> [SELECTED EXTRACT]:
::::::::::

However, there appears to be no central registry of identifiers, no specification document, and no actual rules; so the modular crypt format is more of an ad-hoc idea rather than a true standard.

History

Historically, most unix systems supported only des_crypt. Around the same time, many incompatible variations were also developed, but their hashes were not easily distinguishable from each other (see Archaic Unix Schemes); making it impossible to use multiple hashes on one system, or progressively migrate to a newer scheme.

This was solved with the advent of the MCF, which was introduced around the time that md5_crypt was developed. This format allows hashes from multiple schemes to exist within the same database, by requiring that all hash strings begin with a unique prefix using the format $identifier$.

Requirements

Unfortunately, there is no specification document for this format. Instead, it exists in de facto form only; the following is an attempt to roughly identify the conventions followed by the modular crypt format hashes found in Passlib:

  1. Hash strings should use only 7-bit ascii characters.

    No known OS or application generates hashes which violate this rule. However, some systems (e.g. Linux) will happily accept hashes which contain 8-bit characters in their salt, This is probably a case of “permissive in what you accept, strict in what you generate”.

  2. Hash strings should start with the prefix $identifier$, where identifier is a short string uniquely identifying hashes generated by that algorithm, using only lower case ascii letters, numbers, and hyphens (c.f. the list of known identifiers below).

    When MCF was first introduced, most schemes choose a single digit as their identifier (e.g. $1$ for md5_crypt). Because of this, some older systems only look at the first character when attempting to distinguish hashes. However, as Unix variants have branched off, new schemes were developed which used larger identifying strings (e.g. $sha1$ for sha1_crypt).

    At this point, any new hash schemes should probably use a 6-8 character descriptive identifier, to avoid potential namespace clashes.

  3. Hashes should only contain the ascii letters a-z and A-Z, ascii numbers 0-9, and the characters ./; though additionally they may use the $ character as an internal field separator.

    This is the least adhered-to of any modular crypt format convention. Other characters (such as =,-) are sometimes used by various formats, though sparingly.

    The only hard and fast stricture is that :;!* and all non-printable characters be avoided, since this would interfere with parsing of the Unix shadow password file, where these hashes are typically stored.

    Pretty much all modular-crypt-format hashes use ascii letters, numbers, ., and / to provide base64 encoding of their raw data, though the exact character value assignments vary between hashes (see passlib.utils.h64).

  4. Hash schemes should put their “digest” portion at the end of the hash, preferably separated by a $.

    This allows password hashes to be easily truncated to a “configuration string” containing just the identifying prefix, rounds, salt, etc.

    This configuration string then encodes all the information generated needed to generate a new hash in order to verify a password, without having to perform excessive parsing.

    Most modular crypt format hashes follow this convention, though some (like bcrypt) omit the $ separator between the configuration and the digest.

::::::::::

> [INFORMATION SHOWN]:

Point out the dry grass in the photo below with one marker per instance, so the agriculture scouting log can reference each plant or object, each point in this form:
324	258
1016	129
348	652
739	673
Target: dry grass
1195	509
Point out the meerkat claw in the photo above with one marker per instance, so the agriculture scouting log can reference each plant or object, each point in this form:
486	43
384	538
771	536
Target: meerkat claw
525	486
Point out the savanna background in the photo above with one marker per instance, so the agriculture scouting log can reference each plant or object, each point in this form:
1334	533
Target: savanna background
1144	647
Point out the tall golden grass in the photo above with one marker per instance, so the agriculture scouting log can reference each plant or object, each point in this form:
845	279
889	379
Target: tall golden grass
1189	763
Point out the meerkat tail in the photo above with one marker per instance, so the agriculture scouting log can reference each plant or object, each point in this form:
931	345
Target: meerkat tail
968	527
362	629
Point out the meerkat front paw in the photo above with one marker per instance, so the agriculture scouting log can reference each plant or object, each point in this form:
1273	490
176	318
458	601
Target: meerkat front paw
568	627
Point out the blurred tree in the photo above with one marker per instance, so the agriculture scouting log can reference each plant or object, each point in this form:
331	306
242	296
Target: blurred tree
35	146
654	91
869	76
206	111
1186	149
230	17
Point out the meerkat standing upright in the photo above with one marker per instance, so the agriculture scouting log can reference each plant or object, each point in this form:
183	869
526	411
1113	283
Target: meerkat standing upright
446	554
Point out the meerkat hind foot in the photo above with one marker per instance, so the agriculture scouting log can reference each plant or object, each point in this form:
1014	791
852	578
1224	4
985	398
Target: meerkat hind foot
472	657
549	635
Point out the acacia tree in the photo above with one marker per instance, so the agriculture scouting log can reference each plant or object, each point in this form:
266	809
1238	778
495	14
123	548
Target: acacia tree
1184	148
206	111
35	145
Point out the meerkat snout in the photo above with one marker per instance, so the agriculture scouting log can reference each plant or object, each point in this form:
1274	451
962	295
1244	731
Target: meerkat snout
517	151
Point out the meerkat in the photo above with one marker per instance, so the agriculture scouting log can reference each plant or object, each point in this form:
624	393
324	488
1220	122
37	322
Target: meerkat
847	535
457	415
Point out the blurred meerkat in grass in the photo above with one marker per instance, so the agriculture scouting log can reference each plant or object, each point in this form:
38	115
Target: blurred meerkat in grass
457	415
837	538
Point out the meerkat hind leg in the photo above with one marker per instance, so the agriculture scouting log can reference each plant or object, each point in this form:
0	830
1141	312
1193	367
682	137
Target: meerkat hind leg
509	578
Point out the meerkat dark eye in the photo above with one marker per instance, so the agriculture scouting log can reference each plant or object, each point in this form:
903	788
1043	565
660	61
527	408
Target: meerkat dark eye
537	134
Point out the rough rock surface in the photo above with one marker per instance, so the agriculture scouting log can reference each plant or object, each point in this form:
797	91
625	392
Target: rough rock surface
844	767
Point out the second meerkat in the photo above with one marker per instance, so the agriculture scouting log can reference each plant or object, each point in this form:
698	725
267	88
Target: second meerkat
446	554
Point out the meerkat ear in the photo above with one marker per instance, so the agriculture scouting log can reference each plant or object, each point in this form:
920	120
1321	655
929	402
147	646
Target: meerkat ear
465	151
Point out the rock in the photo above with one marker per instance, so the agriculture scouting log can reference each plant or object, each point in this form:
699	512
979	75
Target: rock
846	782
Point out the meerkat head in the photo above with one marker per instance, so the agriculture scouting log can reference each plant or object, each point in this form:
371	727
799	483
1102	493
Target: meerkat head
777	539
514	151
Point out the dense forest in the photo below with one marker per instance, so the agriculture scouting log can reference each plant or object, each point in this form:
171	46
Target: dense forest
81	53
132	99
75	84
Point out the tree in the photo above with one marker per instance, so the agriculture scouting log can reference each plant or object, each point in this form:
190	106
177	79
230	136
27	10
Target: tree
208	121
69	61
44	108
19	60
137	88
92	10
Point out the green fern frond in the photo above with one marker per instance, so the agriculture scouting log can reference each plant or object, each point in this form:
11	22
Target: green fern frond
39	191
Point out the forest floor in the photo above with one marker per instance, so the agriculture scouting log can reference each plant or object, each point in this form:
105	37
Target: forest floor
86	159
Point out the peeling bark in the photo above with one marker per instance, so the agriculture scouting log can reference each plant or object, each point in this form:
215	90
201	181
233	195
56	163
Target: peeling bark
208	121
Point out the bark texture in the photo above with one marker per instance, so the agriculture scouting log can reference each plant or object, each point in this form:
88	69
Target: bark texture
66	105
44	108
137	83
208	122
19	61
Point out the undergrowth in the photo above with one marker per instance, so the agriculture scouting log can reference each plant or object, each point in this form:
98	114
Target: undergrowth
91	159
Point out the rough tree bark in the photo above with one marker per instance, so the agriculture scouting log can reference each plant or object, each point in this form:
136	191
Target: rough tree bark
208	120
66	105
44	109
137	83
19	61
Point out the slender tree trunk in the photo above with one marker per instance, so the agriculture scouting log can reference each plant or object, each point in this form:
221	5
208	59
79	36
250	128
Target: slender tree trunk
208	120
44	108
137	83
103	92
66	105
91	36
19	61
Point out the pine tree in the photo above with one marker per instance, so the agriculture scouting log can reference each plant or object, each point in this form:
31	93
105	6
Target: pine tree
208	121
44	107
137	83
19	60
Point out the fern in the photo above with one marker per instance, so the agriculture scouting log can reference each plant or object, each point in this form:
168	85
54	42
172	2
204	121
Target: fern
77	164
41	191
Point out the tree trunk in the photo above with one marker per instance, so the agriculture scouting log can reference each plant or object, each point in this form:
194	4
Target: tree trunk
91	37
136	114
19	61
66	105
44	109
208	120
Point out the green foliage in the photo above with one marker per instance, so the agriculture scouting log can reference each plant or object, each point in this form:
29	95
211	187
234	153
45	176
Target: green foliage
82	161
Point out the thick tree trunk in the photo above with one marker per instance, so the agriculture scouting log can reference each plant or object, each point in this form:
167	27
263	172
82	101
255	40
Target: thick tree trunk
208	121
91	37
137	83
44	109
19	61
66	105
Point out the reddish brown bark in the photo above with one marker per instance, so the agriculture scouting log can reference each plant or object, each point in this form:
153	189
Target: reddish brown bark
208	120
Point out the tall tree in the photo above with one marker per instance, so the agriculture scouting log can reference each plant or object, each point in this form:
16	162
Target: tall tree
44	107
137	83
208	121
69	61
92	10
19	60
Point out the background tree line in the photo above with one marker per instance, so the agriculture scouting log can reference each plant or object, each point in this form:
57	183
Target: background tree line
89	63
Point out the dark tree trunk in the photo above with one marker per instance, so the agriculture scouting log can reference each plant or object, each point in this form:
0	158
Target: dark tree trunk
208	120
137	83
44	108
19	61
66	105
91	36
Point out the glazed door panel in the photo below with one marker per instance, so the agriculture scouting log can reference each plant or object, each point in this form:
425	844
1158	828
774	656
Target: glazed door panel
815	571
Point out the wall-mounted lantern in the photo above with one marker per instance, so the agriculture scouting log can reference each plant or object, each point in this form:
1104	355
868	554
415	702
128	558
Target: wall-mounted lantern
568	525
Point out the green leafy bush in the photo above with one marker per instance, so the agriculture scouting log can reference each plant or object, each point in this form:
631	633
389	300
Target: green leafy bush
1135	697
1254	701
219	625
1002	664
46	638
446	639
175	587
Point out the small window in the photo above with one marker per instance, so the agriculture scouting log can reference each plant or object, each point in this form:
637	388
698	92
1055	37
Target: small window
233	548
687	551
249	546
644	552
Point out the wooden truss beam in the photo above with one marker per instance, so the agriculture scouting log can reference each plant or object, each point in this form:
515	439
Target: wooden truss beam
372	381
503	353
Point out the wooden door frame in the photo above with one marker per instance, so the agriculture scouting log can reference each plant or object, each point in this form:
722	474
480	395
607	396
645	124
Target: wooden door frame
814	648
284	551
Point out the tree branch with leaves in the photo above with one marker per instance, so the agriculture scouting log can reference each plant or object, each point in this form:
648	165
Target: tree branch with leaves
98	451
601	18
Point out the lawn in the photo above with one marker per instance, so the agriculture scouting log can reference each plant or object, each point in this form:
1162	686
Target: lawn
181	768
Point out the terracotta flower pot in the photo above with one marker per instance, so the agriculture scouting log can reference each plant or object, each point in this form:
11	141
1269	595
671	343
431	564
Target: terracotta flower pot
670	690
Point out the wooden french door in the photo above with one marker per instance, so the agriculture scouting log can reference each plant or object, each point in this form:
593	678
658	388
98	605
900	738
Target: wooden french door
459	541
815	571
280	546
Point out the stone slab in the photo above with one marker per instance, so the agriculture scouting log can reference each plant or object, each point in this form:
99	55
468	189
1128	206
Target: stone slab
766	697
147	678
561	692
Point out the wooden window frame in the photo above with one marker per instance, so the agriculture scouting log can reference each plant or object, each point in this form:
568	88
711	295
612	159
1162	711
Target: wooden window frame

::::::::::

> [GIVEN TASK A]: In the passage on the modular crypt format, write out the words from "This configuration string" up to and including "and the digest.", swapping "bcrypt" for "scrypt".
> [GIVEN TASK B]: According to the passage on the modular crypt format, when was the MCF introduced?
> [GIVEN TASK C]:
For each statement, say whether it agrees with the passage on the modular crypt format, and quote the words that decide it.
(i) The modular crypt format has a central registry of identifiers.
(ii) Some older systems look only at the first character of a hash to tell hashes apart.
(iii) bcrypt places a $ separator between the configuration and the digest.
The rows play no part in this work and can be left aside.

> [FULL ANSWER A]:
This configuration string then encodes all the information generated needed to generate a new hash in order to verify a password, without having to perform excessive parsing.

    Most modular crypt format hashes follow this convention, though some (like scrypt) omit the $ separator between the configuration and the digest.

> [FULL ANSWER B]: Around the time that md5_crypt was developed.

> [FULL ANSWER C]:
(i) No: "there appears to be no central registry of identifiers"
(ii) Yes: "some older systems only look at the first character when attempting to distinguish hashes"
(iii) No: "some (like bcrypt) omit the $ separator between the configuration and the digest"